#### What is expected
Count the lines in the material below that contain the string "white", treating uppercase and lowercase as different. Give only the number.

Part of a data file:
========================

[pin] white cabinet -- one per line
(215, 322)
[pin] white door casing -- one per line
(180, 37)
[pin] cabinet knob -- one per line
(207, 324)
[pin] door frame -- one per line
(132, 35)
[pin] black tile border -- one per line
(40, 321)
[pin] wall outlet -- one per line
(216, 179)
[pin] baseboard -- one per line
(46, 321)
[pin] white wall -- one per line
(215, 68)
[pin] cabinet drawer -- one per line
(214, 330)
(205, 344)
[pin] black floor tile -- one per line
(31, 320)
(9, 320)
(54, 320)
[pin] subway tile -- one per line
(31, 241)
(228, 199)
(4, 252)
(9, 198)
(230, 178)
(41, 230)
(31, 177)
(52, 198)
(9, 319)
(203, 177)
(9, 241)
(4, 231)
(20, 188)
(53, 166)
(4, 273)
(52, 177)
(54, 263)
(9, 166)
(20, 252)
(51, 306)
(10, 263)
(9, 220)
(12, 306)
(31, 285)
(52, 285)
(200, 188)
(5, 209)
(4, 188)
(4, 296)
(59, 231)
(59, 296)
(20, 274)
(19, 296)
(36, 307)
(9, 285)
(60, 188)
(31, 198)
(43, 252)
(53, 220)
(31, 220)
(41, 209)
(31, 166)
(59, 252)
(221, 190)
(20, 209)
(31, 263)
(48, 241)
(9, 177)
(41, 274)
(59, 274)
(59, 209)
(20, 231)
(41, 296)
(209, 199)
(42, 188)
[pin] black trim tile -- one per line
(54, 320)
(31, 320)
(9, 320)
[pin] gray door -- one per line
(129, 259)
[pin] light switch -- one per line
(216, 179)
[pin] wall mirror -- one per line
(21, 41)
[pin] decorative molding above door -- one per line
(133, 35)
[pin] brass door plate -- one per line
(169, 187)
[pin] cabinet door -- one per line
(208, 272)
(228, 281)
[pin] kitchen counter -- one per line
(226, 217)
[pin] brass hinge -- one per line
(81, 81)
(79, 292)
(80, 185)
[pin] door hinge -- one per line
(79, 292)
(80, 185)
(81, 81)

========================

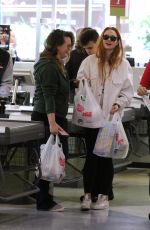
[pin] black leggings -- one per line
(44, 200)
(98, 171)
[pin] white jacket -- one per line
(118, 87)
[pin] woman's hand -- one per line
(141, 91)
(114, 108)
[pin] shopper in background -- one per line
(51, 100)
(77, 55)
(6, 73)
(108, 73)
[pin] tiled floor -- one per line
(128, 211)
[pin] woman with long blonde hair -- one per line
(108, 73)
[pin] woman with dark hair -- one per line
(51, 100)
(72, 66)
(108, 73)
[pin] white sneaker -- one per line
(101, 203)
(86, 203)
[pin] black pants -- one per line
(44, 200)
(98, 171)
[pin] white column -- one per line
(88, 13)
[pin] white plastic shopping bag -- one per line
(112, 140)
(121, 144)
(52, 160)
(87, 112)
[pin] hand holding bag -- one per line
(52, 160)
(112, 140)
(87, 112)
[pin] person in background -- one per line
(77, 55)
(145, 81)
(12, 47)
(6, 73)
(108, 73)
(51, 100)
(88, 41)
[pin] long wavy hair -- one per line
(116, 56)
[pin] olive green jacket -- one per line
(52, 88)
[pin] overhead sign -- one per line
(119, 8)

========================

#### Task answer
7